● TASK BRIEF
Print every line below without adding or leaving out a single word.

Saved entries
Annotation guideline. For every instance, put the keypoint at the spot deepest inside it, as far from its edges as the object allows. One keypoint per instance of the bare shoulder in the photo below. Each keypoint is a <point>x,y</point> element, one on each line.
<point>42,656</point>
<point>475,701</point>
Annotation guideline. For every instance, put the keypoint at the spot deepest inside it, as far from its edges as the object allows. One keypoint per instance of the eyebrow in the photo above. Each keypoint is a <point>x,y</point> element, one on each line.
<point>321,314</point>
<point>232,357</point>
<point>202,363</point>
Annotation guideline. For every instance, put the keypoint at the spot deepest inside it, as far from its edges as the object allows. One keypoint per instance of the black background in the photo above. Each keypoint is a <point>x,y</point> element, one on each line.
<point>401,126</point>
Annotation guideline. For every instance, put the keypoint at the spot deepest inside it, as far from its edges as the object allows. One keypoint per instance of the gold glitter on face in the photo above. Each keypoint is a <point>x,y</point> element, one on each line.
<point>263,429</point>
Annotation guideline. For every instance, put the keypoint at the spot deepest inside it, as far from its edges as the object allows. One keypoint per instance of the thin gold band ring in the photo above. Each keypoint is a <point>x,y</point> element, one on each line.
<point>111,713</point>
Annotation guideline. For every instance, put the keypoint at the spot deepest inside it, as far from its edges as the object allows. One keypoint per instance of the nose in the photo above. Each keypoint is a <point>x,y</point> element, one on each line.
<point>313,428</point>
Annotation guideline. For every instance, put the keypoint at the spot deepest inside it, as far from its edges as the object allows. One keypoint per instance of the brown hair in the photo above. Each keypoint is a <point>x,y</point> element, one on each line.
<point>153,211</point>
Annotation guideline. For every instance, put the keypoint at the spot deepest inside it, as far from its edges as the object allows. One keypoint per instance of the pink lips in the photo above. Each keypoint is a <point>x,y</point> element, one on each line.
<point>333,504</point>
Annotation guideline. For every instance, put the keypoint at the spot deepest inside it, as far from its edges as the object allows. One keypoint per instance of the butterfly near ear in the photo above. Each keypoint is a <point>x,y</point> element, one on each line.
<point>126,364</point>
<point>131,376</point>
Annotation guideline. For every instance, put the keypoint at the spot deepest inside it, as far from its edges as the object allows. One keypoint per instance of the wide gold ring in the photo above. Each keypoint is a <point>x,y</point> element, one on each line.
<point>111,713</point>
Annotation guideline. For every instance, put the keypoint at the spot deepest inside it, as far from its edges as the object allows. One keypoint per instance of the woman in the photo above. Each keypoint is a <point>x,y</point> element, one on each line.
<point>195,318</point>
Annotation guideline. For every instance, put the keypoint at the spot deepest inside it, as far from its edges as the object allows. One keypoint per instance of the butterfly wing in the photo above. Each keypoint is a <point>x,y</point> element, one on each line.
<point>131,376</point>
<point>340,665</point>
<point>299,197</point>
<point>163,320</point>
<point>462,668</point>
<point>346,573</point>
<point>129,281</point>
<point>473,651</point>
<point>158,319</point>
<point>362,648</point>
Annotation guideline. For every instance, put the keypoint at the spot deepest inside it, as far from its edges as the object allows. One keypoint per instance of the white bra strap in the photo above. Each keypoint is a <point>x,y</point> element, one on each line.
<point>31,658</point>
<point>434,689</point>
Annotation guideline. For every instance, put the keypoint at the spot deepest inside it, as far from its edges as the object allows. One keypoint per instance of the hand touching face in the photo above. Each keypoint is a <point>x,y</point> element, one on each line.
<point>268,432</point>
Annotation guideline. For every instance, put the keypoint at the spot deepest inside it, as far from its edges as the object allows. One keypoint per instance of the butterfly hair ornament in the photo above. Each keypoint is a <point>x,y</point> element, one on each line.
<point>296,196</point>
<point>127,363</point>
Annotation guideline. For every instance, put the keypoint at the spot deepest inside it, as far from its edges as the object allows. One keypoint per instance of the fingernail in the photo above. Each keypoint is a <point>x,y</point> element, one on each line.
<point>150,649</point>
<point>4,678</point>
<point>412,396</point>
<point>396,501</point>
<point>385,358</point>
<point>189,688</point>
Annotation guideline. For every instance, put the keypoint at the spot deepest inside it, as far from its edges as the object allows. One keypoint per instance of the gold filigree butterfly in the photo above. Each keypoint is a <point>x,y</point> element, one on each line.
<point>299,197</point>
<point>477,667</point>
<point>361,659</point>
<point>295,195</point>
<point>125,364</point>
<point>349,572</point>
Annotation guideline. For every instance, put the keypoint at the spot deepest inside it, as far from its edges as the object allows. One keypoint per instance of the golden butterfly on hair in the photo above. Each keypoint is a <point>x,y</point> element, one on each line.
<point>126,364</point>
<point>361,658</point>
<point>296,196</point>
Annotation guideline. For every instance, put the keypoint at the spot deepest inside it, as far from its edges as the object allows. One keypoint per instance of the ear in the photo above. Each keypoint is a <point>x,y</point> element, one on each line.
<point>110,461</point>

● TASK ANSWER
Annotation guideline. For every instance, put the keypoint at the spot deepest inside it, as far from its edges as the object allows. One keypoint per instance of the bare shoulder in the photo below. Each keypoint is a <point>x,y</point> element, one on each line.
<point>42,656</point>
<point>475,701</point>
Annotation guideline. For every instance, put the keypoint at the spot deepest inside it, as far from its edges as the object allows. One keypoint per instance of the eyebrow in the photo above. Each keypoint is a <point>x,y</point> element, one on each line.
<point>321,314</point>
<point>232,357</point>
<point>202,363</point>
Annotation guideline. For every instance, put the keypoint at the spot deepest inside it, as far from its edges as the object allows. One keypoint per instance of the black background in the photo above. Each keypoint is a <point>x,y</point> element, one on each line.
<point>401,126</point>
Annotation guideline. For every instance, put the keypoint at the spot deepest inside it, as far from its edges as the object allows. One keypoint per instance of the gold glitter on face in the photo above. Each keypoint is a <point>x,y</point> element, one on each line.
<point>263,429</point>
Annotation guideline. For every instance, put the keypoint at the spot deepest inside it, as far from its edges as the object allows. One keypoint per instance of the thin gold band ring in the photo above. Each keypoint is a <point>x,y</point> element, one on each line.
<point>111,713</point>
Annotation guideline. For every instance, put the keypoint at the spot deepest inside it, as far from its edges as the object allows. One keypoint per instance of the nose in the photo above. Each keypoint is a <point>x,y</point> element, one on each line.
<point>313,428</point>
Annotation guideline. For every instance, put the keypoint at the spot deepest inside it, as far from its edges as the object allows. One keypoint per instance of the brown hair in the photo above. Each keypoint is a <point>x,y</point> element, one on each line.
<point>153,211</point>
Annotation guideline. For every instance, put the keypoint at the spot deepest inside it, as far from its edges as the object allows. One keypoint per instance of the pink lips in the photo above. Each keypoint is a <point>x,y</point> element, one on each line.
<point>333,504</point>
Annotation guideline. For every instance, put the keypoint at the spot deepest inside it, as far from its edges as the object allows. One keypoint per instance of the butterfly near ear in the photo above. Each keypoint is a <point>x,y</point> element, one on each line.
<point>126,364</point>
<point>131,376</point>
Annotation guideline. For every instance, put the keypoint at the spot deepest inside it, as far from its edges as the object allows. One keypoint per instance of the wide gold ring in the photo above. Each keypoint is a <point>x,y</point> element, one on each line.
<point>111,713</point>
Annotation guideline. For every instance, put the keypoint at the spot deepest inside it, as far from its edges as the object allows. One keypoint per instance of the woman in the photo above. Each keypoint is a <point>x,y</point> element, one on each line.
<point>195,318</point>
Annotation guideline. For every instance, put the keypoint at the spot deepest inside it, as far from its edges as the object allows. One keypoint per instance of the butterfly wing in the photo above. Each keypoint is a <point>x,y</point> element, one on each line.
<point>131,376</point>
<point>340,665</point>
<point>299,197</point>
<point>163,320</point>
<point>462,668</point>
<point>346,573</point>
<point>129,281</point>
<point>473,651</point>
<point>158,319</point>
<point>362,648</point>
Annotation guideline. For every instance, put the keypoint at the spot deepest inside it, as far from its edges as the object allows. One keypoint per instance of the white bra strap in the photo above. Each keypoint is a <point>x,y</point> element, one on each line.
<point>31,658</point>
<point>434,689</point>
Annotation guideline. For every instance, put the keypoint at the spot deepest inside it, as far from its edges as the object allows. One keypoint per instance of the hand touching face in the photo above. Each keypoint is a <point>x,y</point> element, one on each line.
<point>268,432</point>
Annotation guideline. For every instance, put the keypoint at the spot deepest inside it, as far from its edges as the object allows. One keypoint per instance of the butterfly hair ornament in the photo above. Each keypoint is a <point>x,y</point> element, one on each line.
<point>296,196</point>
<point>127,363</point>
Annotation guideline. For every instance, put the keypoint at the spot deepest inside it, as far from its edges as the object allows. One keypoint per instance of the fingernail in the photo above. Each keypoint is a <point>x,y</point> element, one on each line.
<point>150,649</point>
<point>4,678</point>
<point>412,396</point>
<point>396,501</point>
<point>385,358</point>
<point>189,688</point>
Annotation guideline. For every instance, put the keypoint at the spot deepest inside it, as far from its edges as the object allows. One keypoint per instance of the gold filigree butterfly in the photo above. Each keypoint is a <point>x,y</point> element, one on each line.
<point>299,197</point>
<point>477,667</point>
<point>361,659</point>
<point>295,195</point>
<point>125,364</point>
<point>349,572</point>
Annotation guideline. For every instance, put the keypoint at the spot deepest inside it, as far from its edges as the object allows. One keypoint per instance of the golden butterfly on hair in the photo above. Each keypoint is a <point>x,y</point> element, one on each line.
<point>126,364</point>
<point>361,658</point>
<point>296,196</point>
Annotation guideline. For every instance, put the keypoint at the spot deepest inside it, as far from its edges as the object allows. One keypoint per instance of the ear in the photo above. Each keypoint is a <point>x,y</point> element, one on each line.
<point>110,461</point>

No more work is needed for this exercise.